*Requirements*. Copy all of the data below, replacing every occurrence of "flag" with "banner" and leaving everything else untouched.

Excerpts from a detection dataset:
<<<<

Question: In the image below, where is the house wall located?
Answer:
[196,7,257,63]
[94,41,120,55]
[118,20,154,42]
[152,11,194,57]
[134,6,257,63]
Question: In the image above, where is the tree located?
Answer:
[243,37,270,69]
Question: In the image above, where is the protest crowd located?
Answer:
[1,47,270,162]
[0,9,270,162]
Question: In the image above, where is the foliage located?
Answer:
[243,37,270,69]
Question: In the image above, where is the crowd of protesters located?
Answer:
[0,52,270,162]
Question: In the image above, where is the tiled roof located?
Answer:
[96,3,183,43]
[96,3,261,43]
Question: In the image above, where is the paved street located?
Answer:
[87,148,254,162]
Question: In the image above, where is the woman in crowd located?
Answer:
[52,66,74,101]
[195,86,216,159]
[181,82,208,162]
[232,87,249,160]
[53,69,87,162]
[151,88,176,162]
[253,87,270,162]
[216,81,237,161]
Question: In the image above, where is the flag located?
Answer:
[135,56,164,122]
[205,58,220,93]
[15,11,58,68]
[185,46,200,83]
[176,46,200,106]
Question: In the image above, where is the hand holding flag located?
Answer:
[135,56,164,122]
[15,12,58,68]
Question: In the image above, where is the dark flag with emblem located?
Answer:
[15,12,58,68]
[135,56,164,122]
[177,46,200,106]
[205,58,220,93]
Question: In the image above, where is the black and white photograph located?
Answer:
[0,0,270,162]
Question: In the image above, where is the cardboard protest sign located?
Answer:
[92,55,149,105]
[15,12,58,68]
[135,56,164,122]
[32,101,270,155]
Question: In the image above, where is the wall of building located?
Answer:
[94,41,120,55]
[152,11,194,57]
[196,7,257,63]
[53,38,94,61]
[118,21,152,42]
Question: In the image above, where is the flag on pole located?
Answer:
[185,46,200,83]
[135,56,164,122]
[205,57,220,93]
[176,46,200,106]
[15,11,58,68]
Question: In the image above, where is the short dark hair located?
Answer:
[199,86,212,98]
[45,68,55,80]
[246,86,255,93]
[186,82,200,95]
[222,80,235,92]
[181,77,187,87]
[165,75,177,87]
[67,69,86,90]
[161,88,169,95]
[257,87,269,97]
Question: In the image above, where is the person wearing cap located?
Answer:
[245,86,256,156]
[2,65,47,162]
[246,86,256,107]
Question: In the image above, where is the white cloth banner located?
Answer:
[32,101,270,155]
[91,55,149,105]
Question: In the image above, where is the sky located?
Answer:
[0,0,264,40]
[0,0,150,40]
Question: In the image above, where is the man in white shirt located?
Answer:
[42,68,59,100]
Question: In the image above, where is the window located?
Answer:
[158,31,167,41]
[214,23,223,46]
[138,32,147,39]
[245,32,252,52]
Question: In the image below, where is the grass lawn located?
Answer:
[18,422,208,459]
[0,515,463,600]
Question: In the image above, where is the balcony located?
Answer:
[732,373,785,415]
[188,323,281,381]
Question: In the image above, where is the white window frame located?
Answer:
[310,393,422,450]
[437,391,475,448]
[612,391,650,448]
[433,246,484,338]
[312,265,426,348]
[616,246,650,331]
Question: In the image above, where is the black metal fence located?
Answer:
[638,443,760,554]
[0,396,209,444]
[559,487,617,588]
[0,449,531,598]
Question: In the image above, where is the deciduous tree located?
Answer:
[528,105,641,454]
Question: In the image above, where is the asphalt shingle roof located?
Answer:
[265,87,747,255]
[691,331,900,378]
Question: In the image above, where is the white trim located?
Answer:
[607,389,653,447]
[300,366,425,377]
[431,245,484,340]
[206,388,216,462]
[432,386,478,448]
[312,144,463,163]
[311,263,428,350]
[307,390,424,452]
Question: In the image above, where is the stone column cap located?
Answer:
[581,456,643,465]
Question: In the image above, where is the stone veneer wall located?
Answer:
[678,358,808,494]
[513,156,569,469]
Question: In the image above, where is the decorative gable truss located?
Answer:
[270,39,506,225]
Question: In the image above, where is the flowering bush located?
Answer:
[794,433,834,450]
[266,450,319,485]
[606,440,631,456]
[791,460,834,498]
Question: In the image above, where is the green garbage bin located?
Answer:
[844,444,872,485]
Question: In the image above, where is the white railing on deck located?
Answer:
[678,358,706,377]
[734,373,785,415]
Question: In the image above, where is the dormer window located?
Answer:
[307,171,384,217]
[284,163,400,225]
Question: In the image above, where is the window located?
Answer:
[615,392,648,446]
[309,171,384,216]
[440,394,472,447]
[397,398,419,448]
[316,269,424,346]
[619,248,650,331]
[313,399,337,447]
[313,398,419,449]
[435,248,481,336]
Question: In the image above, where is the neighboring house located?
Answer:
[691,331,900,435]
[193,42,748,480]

>>>>

*Output for this exercise*.
Question: In the image below, where is the house wall located?
Answer:
[196,7,257,63]
[94,41,120,55]
[118,20,154,42]
[152,11,194,57]
[134,6,257,63]
Question: In the image above, where is the tree located?
Answer:
[243,37,270,69]
Question: In the image above, where is the protest crowd located?
Answer:
[1,47,270,162]
[0,9,270,162]
Question: In the image above, where is the foliage located?
Answer:
[243,37,270,69]
Question: In the image above, where is the crowd of protesters located?
Answer:
[0,52,270,162]
Question: In the image above, where is the tiled roof located?
Answer:
[96,3,183,43]
[96,3,261,43]
Question: In the image above, where is the paved street located?
Answer:
[87,148,254,162]
Question: In the image above, where is the woman in crowd located?
Answer:
[52,66,74,101]
[195,86,216,159]
[181,82,208,162]
[232,87,249,160]
[53,69,87,162]
[151,88,176,162]
[253,87,270,162]
[216,81,237,161]
Question: In the image above, where is the banner located?
Answer:
[135,56,164,122]
[205,58,220,93]
[15,11,58,68]
[185,46,200,83]
[176,46,200,106]
Question: In the image above, where is the hand holding banner located?
Answer:
[135,56,164,122]
[15,12,58,68]
Question: In the image above, where is the dark banner with emblem located?
Answer:
[15,12,58,68]
[135,56,164,122]
[177,46,200,106]
[205,58,220,93]
Question: In the image above, where is the black and white photograph located?
Answer:
[0,0,270,162]
Question: In the image above, where is the cardboard protest sign located?
Answer:
[92,55,149,105]
[15,12,58,68]
[135,56,164,122]
[32,101,270,155]
Question: In the image above, where is the wall of building located?
Answer:
[94,41,120,55]
[152,11,194,57]
[196,7,257,63]
[53,38,94,61]
[118,21,152,42]
Question: In the image above, where is the banner on pole located?
Answer:
[185,46,200,83]
[135,56,164,122]
[205,57,220,93]
[176,46,200,106]
[15,11,58,68]
Question: In the image above, where is the short dark hair located?
Answer:
[199,86,212,98]
[45,68,55,80]
[246,86,255,93]
[186,82,200,95]
[222,80,235,92]
[181,77,187,87]
[165,75,177,87]
[67,69,86,90]
[161,88,169,95]
[257,87,269,97]
Question: In the image above, where is the person wearing cap located?
Answer:
[245,86,256,156]
[2,65,47,162]
[246,86,256,107]
Question: In the image above, where is the white cloth banner located?
Answer:
[32,101,270,155]
[91,55,149,105]
Question: In the image above, where is the sky located?
Answer:
[0,0,264,40]
[0,0,150,40]
Question: In the image above, where is the man in white shirt located?
Answer:
[42,68,59,100]
Question: In the image above, where is the window located?
Answer:
[158,31,167,41]
[214,23,223,46]
[138,32,147,39]
[245,32,252,52]
Question: In the image below, where is the grass lawn located?
Answer:
[18,422,208,459]
[0,515,463,600]
Question: In the image above, where is the balcony located?
Answer:
[732,373,785,415]
[188,323,281,381]
Question: In the image above, where is the white window frame located?
Answer:
[310,393,422,450]
[437,391,475,448]
[612,391,650,448]
[433,246,484,338]
[312,265,426,348]
[616,246,650,331]
Question: In the image above, where is the black metal fence located?
Answer:
[638,443,760,554]
[0,396,209,444]
[559,487,617,588]
[0,449,531,598]
Question: In the image above, where is the deciduous tree located?
Answer:
[528,105,641,454]
Question: In the image above, where is the asphalt shingle roof located?
Answer:
[265,87,747,255]
[691,331,900,378]
Question: In the image above, where is the white trim located?
Answer:
[607,389,653,447]
[300,366,425,377]
[431,245,484,340]
[206,388,216,462]
[432,386,478,448]
[312,144,463,163]
[311,263,428,350]
[307,390,424,452]
Question: In the image above, where is the stone column cap located?
Answer:
[581,456,643,465]
Question: In the image above, where is the stone veneer wall located?
Answer:
[678,358,808,494]
[513,156,569,469]
Question: In the image above, where is the decorative gable truss located?
Answer:
[270,39,506,225]
Question: In the image above, where is the flowering bush located?
Answer:
[794,433,834,450]
[266,450,319,485]
[606,440,631,456]
[791,460,834,498]
Question: In the image above, where is the green garbage bin located?
Answer:
[844,444,872,485]
Question: In the image above, where is the white railing on deck located?
Answer:
[678,358,706,377]
[734,373,785,415]
Question: In the image above, where is the dormer window located?
Answer:
[307,171,384,217]
[284,163,400,225]
Question: In the image above, where is the window located?
Answer:
[615,392,648,446]
[309,171,384,216]
[440,394,472,447]
[397,398,419,448]
[316,269,424,346]
[619,248,650,331]
[313,399,337,447]
[313,398,419,449]
[435,248,481,336]
Question: In the image above, where is the neighboring house located?
Answer:
[691,331,900,435]
[193,42,748,480]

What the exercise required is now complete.